* **Supplied data**
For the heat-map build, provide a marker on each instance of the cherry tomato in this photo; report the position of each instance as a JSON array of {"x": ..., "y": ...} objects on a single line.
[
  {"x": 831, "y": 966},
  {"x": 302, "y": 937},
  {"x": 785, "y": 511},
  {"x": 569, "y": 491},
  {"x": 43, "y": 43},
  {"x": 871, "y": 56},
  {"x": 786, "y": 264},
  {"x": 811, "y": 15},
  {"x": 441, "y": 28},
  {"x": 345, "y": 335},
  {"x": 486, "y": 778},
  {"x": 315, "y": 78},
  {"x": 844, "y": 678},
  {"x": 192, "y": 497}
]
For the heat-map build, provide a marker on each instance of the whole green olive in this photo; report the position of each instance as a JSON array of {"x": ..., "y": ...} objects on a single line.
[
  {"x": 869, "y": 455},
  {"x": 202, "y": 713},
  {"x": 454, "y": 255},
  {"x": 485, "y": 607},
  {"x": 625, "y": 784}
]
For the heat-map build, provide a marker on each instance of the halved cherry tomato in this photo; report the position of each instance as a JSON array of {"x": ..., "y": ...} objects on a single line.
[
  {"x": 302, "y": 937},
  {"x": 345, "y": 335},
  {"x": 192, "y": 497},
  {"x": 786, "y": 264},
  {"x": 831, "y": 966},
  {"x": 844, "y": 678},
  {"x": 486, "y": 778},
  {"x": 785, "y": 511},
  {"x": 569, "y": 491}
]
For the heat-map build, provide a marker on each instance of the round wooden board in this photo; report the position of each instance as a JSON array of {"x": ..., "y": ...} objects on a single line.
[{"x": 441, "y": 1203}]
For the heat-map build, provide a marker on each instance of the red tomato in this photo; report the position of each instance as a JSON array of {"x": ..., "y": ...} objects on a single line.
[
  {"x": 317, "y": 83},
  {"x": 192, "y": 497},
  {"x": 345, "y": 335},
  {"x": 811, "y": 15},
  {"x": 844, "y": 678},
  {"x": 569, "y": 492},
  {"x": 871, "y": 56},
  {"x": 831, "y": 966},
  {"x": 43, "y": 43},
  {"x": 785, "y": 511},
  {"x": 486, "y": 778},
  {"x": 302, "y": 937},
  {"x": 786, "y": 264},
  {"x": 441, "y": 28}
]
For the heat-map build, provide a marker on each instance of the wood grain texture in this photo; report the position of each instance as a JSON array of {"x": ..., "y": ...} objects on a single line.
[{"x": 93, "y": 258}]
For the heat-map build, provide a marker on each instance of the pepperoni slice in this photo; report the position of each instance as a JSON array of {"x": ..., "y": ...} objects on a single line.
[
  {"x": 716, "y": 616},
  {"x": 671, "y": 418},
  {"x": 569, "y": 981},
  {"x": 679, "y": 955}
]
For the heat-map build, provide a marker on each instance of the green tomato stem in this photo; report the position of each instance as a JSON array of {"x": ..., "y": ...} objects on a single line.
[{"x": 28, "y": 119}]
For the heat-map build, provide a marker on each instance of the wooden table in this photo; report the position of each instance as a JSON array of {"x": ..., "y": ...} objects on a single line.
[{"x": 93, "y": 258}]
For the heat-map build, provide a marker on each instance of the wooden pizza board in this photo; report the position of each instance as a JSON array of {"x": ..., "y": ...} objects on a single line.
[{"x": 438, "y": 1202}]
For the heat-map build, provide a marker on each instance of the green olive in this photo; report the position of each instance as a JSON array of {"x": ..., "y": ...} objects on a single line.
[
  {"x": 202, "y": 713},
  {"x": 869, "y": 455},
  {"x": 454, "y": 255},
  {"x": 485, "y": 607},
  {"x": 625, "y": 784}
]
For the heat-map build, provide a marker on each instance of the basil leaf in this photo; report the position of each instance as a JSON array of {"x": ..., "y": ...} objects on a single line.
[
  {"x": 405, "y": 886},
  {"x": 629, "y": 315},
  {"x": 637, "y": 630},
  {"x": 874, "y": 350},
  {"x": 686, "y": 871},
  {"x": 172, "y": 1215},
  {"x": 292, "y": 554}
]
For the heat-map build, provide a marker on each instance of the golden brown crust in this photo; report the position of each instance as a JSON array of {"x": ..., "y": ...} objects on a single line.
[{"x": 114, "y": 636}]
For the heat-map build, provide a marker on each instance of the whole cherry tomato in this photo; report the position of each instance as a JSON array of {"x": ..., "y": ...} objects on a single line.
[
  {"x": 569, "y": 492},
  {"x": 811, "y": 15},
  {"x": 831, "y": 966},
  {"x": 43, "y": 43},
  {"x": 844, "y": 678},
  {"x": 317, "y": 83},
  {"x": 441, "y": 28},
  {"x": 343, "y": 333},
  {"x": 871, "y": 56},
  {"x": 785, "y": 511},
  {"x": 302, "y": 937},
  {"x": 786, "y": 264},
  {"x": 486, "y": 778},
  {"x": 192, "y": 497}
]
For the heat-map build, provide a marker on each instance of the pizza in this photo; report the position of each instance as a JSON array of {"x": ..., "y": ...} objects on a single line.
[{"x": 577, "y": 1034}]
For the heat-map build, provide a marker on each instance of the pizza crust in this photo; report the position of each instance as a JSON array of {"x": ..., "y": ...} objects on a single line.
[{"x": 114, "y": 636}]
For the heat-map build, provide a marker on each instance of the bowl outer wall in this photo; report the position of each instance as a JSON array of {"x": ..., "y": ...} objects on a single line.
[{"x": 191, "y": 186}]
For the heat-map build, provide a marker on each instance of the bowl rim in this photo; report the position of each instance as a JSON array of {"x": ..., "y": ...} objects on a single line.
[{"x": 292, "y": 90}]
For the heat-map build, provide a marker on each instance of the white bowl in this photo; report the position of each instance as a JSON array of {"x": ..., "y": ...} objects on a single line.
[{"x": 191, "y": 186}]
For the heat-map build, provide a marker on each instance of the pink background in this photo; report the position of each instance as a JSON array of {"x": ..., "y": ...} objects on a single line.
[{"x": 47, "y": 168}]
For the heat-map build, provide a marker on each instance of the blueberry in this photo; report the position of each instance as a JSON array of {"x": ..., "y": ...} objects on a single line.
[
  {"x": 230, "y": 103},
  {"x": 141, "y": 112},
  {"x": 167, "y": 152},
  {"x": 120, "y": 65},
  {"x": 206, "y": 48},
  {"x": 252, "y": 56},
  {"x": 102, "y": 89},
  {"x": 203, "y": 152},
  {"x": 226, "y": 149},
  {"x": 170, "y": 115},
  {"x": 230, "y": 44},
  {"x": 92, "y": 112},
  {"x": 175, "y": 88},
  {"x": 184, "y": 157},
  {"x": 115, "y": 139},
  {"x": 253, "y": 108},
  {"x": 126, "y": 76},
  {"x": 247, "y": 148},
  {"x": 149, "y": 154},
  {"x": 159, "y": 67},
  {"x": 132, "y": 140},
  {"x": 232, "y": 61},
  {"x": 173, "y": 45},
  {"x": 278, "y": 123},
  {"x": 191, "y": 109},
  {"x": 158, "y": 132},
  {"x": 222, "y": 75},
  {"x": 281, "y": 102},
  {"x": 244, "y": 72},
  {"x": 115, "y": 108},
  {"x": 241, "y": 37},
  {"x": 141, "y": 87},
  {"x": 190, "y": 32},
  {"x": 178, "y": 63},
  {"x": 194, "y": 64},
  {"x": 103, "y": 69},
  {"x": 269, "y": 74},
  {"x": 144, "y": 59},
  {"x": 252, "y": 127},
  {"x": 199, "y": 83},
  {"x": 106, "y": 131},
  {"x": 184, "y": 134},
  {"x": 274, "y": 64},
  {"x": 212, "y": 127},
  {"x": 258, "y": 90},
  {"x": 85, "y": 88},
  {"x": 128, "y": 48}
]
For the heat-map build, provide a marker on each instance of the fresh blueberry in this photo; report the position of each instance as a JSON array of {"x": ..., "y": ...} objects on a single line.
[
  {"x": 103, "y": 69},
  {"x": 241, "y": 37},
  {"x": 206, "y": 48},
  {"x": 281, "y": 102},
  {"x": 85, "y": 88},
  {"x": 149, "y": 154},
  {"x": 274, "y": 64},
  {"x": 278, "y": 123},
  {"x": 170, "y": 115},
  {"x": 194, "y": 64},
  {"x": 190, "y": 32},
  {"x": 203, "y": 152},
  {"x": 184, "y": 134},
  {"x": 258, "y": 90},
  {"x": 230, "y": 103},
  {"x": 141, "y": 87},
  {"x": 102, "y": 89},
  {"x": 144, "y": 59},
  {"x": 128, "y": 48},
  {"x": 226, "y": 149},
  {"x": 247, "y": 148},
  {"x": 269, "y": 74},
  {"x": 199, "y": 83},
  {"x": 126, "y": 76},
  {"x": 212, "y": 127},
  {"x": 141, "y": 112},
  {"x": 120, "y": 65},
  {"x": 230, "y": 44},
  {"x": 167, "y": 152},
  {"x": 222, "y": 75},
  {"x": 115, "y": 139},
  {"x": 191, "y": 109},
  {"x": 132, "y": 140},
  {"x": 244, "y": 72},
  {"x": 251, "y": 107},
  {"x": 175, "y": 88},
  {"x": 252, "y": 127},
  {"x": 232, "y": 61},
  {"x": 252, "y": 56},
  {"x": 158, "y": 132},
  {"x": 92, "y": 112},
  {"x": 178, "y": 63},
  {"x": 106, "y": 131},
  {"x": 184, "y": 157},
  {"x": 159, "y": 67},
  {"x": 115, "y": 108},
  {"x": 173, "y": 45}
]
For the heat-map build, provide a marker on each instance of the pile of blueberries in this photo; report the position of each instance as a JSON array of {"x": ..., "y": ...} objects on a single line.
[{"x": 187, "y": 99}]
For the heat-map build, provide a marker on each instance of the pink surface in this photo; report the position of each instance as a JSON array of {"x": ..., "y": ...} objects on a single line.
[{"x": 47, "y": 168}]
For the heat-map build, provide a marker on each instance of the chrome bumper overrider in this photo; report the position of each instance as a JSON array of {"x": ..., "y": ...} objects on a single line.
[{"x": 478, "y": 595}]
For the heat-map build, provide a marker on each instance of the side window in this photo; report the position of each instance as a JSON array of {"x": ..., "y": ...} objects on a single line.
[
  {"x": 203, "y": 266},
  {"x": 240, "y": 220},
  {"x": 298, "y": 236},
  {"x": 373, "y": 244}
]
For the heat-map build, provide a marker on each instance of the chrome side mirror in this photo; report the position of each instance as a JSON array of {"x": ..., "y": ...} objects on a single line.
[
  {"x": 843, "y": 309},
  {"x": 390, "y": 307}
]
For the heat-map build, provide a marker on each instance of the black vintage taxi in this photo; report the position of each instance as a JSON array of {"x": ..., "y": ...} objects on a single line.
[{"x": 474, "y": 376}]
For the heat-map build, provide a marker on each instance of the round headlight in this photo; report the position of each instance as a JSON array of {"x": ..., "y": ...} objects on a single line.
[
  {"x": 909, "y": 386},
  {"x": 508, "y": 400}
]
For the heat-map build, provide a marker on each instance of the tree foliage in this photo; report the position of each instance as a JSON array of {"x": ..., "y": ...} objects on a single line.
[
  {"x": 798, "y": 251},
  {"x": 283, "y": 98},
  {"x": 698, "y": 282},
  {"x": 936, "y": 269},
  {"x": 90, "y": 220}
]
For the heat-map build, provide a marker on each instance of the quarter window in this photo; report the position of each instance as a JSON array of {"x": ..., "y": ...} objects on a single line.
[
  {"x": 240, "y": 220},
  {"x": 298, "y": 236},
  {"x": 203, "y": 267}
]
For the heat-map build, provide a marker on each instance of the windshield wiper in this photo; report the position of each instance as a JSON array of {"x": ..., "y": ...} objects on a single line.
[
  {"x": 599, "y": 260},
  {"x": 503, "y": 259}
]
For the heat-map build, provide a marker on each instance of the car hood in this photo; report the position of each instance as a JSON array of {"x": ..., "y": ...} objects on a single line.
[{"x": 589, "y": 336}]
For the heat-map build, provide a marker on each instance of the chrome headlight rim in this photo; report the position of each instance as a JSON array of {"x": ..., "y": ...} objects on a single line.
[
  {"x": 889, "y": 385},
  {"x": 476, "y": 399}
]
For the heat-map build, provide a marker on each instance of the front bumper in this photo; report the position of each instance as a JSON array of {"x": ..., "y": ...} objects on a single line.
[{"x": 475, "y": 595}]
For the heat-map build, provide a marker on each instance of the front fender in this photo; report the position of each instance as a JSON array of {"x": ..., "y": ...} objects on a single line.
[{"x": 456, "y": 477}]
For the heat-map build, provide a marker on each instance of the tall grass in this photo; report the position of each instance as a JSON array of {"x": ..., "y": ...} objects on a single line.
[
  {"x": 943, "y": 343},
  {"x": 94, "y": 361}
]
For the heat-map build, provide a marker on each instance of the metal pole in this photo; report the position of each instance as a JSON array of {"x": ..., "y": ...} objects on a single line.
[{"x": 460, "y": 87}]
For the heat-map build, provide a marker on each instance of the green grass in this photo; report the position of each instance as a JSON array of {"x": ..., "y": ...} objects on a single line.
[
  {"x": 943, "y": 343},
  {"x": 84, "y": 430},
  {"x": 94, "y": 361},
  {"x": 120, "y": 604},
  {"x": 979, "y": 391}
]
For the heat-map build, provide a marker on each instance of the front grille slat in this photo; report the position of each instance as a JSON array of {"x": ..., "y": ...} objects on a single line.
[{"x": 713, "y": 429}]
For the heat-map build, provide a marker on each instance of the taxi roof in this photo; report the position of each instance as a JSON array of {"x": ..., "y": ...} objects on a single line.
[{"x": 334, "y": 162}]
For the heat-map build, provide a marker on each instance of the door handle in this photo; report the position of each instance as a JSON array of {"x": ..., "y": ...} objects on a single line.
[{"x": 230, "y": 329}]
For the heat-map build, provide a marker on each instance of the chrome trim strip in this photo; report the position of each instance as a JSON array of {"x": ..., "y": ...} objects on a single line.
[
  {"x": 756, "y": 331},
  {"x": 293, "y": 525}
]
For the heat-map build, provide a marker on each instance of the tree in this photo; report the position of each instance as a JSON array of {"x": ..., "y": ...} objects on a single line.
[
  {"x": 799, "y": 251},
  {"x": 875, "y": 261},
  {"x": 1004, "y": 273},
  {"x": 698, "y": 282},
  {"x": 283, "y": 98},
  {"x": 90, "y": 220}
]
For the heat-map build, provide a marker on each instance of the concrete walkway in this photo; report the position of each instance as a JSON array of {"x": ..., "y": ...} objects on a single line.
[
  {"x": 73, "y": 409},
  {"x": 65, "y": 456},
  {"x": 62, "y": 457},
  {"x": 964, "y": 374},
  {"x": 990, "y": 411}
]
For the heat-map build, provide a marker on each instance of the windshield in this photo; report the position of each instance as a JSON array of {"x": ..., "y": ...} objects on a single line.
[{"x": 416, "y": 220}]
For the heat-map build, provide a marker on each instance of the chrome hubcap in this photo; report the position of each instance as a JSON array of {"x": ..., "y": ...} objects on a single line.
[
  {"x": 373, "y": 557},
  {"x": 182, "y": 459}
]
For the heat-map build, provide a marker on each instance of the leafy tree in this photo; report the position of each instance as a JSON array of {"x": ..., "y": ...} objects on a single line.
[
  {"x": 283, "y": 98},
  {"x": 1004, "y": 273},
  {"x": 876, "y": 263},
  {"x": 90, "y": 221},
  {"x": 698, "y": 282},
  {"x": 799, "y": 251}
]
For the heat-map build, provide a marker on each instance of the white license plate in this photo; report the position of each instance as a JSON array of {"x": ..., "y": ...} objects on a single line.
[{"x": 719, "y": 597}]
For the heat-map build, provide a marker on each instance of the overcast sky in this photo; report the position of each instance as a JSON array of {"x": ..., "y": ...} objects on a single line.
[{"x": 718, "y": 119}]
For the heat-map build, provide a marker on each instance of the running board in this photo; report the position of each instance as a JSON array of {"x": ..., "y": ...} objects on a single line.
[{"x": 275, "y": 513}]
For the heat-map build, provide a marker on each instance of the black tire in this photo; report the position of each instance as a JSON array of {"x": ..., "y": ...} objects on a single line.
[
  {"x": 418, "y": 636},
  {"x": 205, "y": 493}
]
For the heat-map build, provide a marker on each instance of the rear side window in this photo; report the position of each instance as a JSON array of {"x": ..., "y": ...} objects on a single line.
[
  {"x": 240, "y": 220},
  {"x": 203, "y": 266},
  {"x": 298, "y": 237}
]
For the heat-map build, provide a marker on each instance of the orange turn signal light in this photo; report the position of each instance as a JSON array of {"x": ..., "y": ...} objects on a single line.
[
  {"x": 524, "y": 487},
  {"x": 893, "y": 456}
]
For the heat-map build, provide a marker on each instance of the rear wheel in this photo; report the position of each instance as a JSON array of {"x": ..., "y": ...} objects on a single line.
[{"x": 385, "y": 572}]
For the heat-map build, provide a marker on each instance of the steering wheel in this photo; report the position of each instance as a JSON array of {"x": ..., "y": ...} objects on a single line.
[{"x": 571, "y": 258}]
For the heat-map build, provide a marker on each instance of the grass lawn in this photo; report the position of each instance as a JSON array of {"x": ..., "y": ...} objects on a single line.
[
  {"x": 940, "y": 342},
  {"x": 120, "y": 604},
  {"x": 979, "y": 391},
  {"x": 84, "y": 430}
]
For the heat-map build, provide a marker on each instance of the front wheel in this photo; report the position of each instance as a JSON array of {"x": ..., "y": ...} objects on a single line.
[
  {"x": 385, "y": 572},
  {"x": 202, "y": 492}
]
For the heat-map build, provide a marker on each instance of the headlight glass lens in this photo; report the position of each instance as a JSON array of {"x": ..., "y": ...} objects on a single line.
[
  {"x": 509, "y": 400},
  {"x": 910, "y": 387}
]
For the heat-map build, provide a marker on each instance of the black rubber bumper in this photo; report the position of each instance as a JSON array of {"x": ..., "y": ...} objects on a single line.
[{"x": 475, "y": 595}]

* **Requirements**
Output only the lines running from the line with "the front wheel" through the final line of the data, inclusive.

* **Task answer**
For the heat-map build, provide a marker on each instance of the front wheel in this photo; report the position of each instance as a JSON array of {"x": ..., "y": ...} objects on a single line.
[
  {"x": 385, "y": 572},
  {"x": 202, "y": 492}
]
For the heat-map build, provide a marker on each instance of the headlight glass lens in this photo; report the position of each instance as a JSON array of {"x": ..., "y": ...} objects on a single line.
[
  {"x": 509, "y": 400},
  {"x": 910, "y": 387}
]
For the heat-map build, provide a marker on each instance of the black rubber bumper in this photo; report the position of each instance as a JSON array of {"x": ..., "y": ...} objects on a single line.
[{"x": 475, "y": 595}]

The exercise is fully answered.